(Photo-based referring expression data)
******************************

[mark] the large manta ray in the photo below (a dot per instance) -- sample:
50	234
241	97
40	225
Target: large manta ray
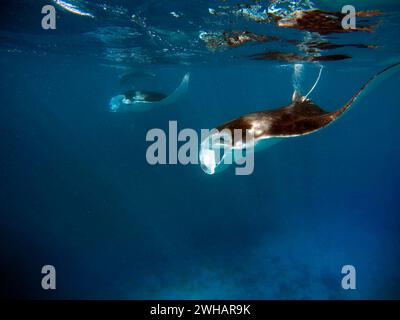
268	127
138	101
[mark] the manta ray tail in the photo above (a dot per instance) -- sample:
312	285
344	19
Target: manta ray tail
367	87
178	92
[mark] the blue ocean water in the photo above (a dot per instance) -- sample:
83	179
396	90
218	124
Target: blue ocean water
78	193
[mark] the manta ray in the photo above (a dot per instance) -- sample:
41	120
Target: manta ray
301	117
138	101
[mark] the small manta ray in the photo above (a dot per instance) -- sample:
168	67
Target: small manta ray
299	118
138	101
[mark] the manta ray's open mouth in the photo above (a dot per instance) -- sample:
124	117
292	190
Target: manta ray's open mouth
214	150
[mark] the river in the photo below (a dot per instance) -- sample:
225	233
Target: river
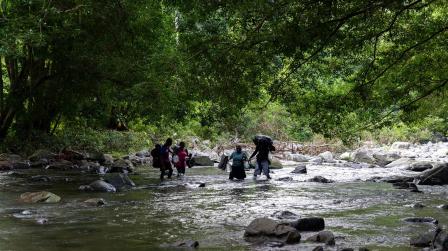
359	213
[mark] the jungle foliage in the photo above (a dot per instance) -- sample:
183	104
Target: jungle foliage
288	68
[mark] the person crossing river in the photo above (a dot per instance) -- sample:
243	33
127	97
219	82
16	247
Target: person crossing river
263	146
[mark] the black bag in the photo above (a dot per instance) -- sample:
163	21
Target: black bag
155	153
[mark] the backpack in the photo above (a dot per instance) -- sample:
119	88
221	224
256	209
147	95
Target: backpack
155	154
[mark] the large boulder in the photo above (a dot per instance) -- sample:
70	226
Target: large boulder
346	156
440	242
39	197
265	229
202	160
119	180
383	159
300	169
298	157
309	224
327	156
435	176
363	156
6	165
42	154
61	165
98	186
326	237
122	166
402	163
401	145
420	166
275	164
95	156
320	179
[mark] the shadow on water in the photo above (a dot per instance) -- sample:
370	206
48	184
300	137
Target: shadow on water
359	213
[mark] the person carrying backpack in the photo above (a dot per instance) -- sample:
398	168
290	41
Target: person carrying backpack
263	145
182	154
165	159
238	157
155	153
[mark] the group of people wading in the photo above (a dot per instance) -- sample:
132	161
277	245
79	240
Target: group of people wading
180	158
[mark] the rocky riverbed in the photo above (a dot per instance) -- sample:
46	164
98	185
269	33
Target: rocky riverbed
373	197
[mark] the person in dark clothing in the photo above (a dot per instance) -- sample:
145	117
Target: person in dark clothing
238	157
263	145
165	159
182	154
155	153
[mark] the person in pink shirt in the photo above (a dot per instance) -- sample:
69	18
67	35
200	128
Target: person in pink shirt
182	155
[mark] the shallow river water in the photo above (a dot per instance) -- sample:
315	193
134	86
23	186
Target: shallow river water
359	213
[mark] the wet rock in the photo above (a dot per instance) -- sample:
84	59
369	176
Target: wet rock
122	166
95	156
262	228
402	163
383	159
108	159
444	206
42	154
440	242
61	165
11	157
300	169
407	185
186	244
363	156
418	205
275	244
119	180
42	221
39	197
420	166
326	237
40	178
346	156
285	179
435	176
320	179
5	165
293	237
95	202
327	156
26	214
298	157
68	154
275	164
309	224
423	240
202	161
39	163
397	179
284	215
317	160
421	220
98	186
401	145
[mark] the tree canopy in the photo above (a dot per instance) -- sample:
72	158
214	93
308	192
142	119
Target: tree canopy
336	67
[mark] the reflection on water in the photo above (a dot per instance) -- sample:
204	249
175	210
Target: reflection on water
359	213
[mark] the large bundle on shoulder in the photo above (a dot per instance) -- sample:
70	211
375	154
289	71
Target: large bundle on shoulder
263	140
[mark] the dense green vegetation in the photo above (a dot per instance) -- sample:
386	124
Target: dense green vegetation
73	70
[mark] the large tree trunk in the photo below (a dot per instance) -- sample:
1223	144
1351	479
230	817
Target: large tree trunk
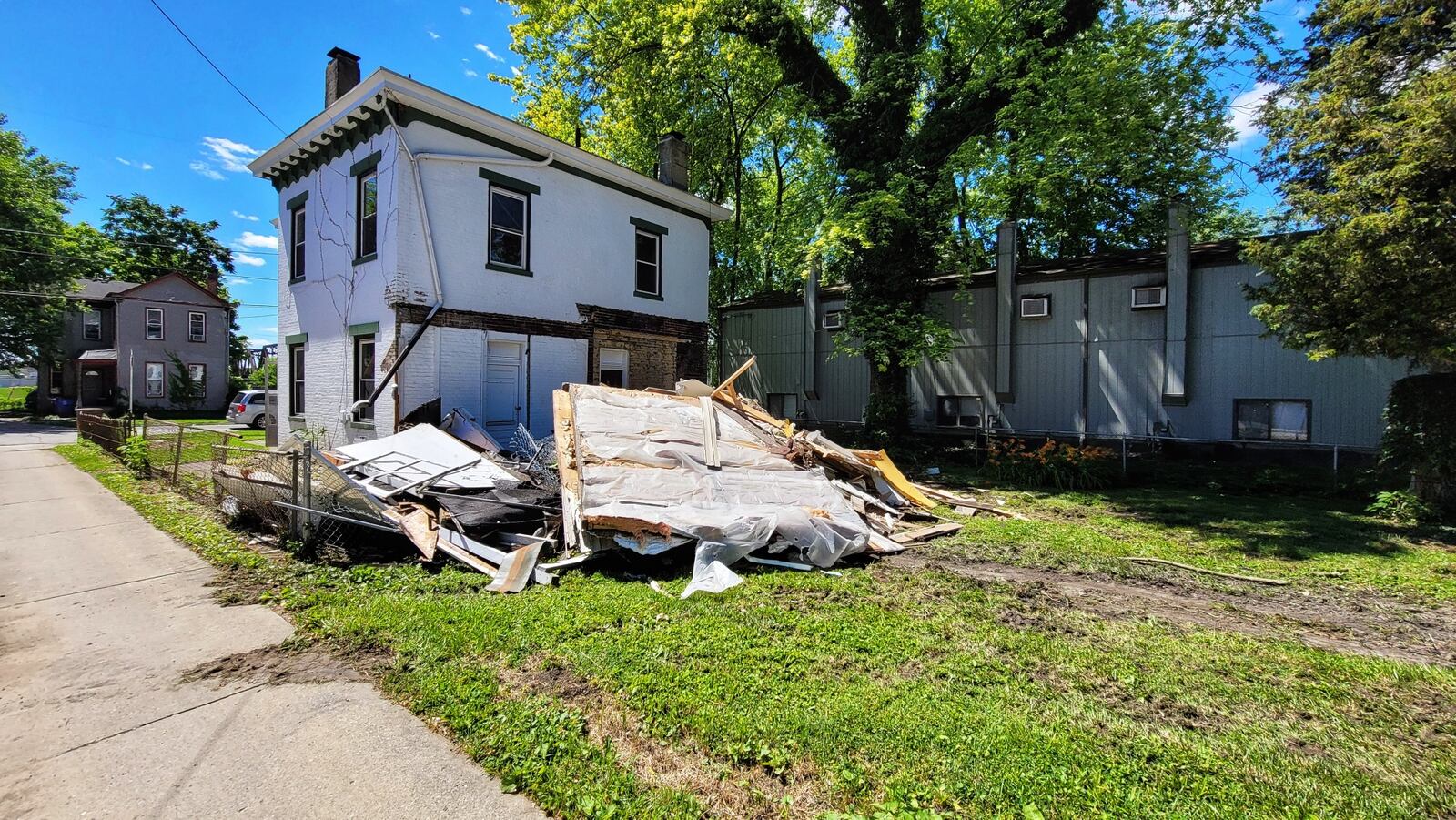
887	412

******************************

**Exercise instructions**. Output the records exactly, please. The pictures are not part of the copy.

**Solution to the problem**.
[mark] the large manta ray in the photo below (a dot per instance) -- sample:
50	234
241	97
40	225
Target: large manta ray
268	127
138	101
[mark] the manta ray tail in the photo above (a dot per instance) -- sample:
312	285
344	19
Target: manta ray tail
367	87
178	92
[mark] the blue ocean water in the photo above (a dot per instance) -- sample:
83	179
396	90
218	124
Target: blue ocean water
78	193
[mark] the manta ray in the photo above (a dot per instance) -- sample:
41	120
Target: manta ray
301	117
138	101
[mark] the small manta ray in the photo above (a dot per instance) -- sample:
168	67
Target: small manta ray
299	118
138	101
[mark] the manta ray's open mouth in the photo above (a dot per instance) -- sample:
124	117
292	190
Target: manta ray's open mouth
214	150
[mark] the river in the photo below (a dot per instance) -- sample:
225	233
Target: river
359	213
[mark] the jungle foliage in the photo above (a dot per instance) -- sample:
183	104
Target: jungle foliage
288	68
[mark] the person crossing river in the photo above (a dot per instance) -- sample:
243	33
127	97
219	82
16	247
Target: person crossing river
263	146
[mark] the black bag in the photo above (a dot per instance) -- sample:
163	21
Target: black bag
155	153
[mark] the backpack in the photo above (a dot per instance) -- sample:
119	88
221	224
256	209
147	95
Target: backpack
155	154
[mark] the large boulder in the photo above (a dot per instance) -- sample:
70	226
Target: large boulder
346	156
440	242
39	197
265	229
202	160
119	180
383	159
300	169
298	157
309	224
327	156
435	176
363	156
6	165
42	154
61	165
98	186
326	237
122	166
402	163
401	145
420	166
275	164
95	156
320	179
[mark] the shadow on water in the photo above (a dot per instance) -- sample:
370	206
48	184
300	137
Target: shadow on water
359	213
[mark] the person carrying backpack in the photo above (a dot per instance) -- sample:
398	168
290	41
Target: person carrying backpack
263	145
182	154
165	159
238	157
155	153
[mark] the group of people wading in the photo above (a dot per instance) -- sample:
132	161
277	245
79	240
Target: group of people wading
180	158
[mark] the rocky riverbed in the photo above (a dot per instance) -- sample:
46	164
98	185
269	33
Target: rocky riverbed
373	197
[mark] the person in dark clothing in the photo above (a dot per instance) -- sample:
145	117
Target: person in dark clothing
238	157
263	145
165	159
182	154
155	153
[mark] the person in pink shirt in the photo above (a dot per instance) -- sample:
69	18
67	35
200	128
Target: person in pink shirt
182	155
[mark] the shallow river water in the photo above (a dot per instance) -- sample:
315	193
134	86
23	186
Target: shallow river water
359	213
[mark] the wet rock in the photo above (a dot per instance) -- sample:
84	59
369	176
Target: wet rock
122	166
95	156
262	228
402	163
383	159
108	159
444	206
42	154
440	242
61	165
11	157
300	169
407	185
186	244
363	156
418	205
275	244
119	180
42	221
39	197
420	166
326	237
40	178
346	156
285	179
435	176
320	179
5	165
293	237
95	202
327	156
26	214
298	157
68	154
275	164
309	224
423	240
202	161
39	163
397	179
284	215
317	160
421	220
98	186
401	145
[mark] the tree canopy in the photo above (a dot per instance) -- sample:
72	158
214	93
308	192
142	119
Target: tree canopy
336	67
[mark] the reflection on water in the photo above (a dot per instance) -- sample:
204	249
175	210
Target: reflection on water
359	213
[mark] the large bundle on shoulder in the photo above (a dot per instance) -- sample:
70	211
375	154
289	71
Target: large bundle on shoulder
263	140
[mark] the dense green vegetation in the photo above (a dot per instance) -- sample:
386	124
Target: dense green vegetation
73	70
[mark] the large tree trunk in the photo below (a dot per instance) -- sample:
1223	144
1351	479
230	817
Target: large tree trunk
887	412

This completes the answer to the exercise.